(Object pointing dataset records)
## START
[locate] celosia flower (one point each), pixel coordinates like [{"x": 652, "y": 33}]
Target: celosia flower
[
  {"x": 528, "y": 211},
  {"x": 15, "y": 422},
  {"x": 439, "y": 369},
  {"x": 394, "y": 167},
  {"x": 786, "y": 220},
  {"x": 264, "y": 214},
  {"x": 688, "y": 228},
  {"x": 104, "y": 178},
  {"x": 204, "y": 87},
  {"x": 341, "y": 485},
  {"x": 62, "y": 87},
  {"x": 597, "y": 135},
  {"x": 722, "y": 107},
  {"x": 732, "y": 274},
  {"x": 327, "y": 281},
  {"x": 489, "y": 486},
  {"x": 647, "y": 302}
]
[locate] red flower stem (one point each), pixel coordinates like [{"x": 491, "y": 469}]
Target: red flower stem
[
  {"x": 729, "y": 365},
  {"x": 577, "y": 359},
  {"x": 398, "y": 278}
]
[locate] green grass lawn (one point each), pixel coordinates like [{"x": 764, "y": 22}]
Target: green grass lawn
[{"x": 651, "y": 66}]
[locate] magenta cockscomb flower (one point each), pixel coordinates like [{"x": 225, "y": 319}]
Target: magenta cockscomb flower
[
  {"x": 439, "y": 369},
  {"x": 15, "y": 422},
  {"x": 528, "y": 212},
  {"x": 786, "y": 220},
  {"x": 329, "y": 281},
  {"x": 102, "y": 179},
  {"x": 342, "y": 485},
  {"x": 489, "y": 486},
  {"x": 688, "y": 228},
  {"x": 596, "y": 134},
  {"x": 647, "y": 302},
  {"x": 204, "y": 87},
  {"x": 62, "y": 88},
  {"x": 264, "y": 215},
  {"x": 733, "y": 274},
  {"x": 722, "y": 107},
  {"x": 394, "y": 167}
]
## END
* _Problem to work on_
Can you rewrite all of the records above, swapping every "pixel coordinates" for "image coordinates" and leaving everything else as it is?

* _Output of the exercise_
[locate] celosia flower (one point each), image coordinates like [{"x": 652, "y": 33}]
Target: celosia flower
[
  {"x": 528, "y": 211},
  {"x": 15, "y": 422},
  {"x": 439, "y": 369},
  {"x": 394, "y": 167},
  {"x": 786, "y": 220},
  {"x": 264, "y": 214},
  {"x": 688, "y": 228},
  {"x": 104, "y": 178},
  {"x": 204, "y": 87},
  {"x": 341, "y": 485},
  {"x": 62, "y": 87},
  {"x": 597, "y": 135},
  {"x": 722, "y": 107},
  {"x": 732, "y": 274},
  {"x": 327, "y": 281},
  {"x": 489, "y": 486},
  {"x": 647, "y": 302}
]
[locate] red flower stem (one point each), image coordinates like [{"x": 491, "y": 469}]
Target: red flower stem
[
  {"x": 729, "y": 365},
  {"x": 577, "y": 359},
  {"x": 398, "y": 278}
]
[locate] green grass lawn (one point each), image coordinates like [{"x": 764, "y": 22}]
Target: green grass lawn
[{"x": 651, "y": 66}]
[locate] magenta cockscomb flower (one point each), image coordinates like [{"x": 225, "y": 319}]
Target: magenta cockscomb flower
[
  {"x": 439, "y": 369},
  {"x": 15, "y": 422},
  {"x": 528, "y": 212},
  {"x": 786, "y": 220},
  {"x": 329, "y": 281},
  {"x": 102, "y": 179},
  {"x": 342, "y": 485},
  {"x": 489, "y": 486},
  {"x": 688, "y": 228},
  {"x": 596, "y": 134},
  {"x": 647, "y": 302},
  {"x": 204, "y": 87},
  {"x": 62, "y": 88},
  {"x": 264, "y": 215},
  {"x": 733, "y": 274},
  {"x": 722, "y": 107},
  {"x": 394, "y": 167}
]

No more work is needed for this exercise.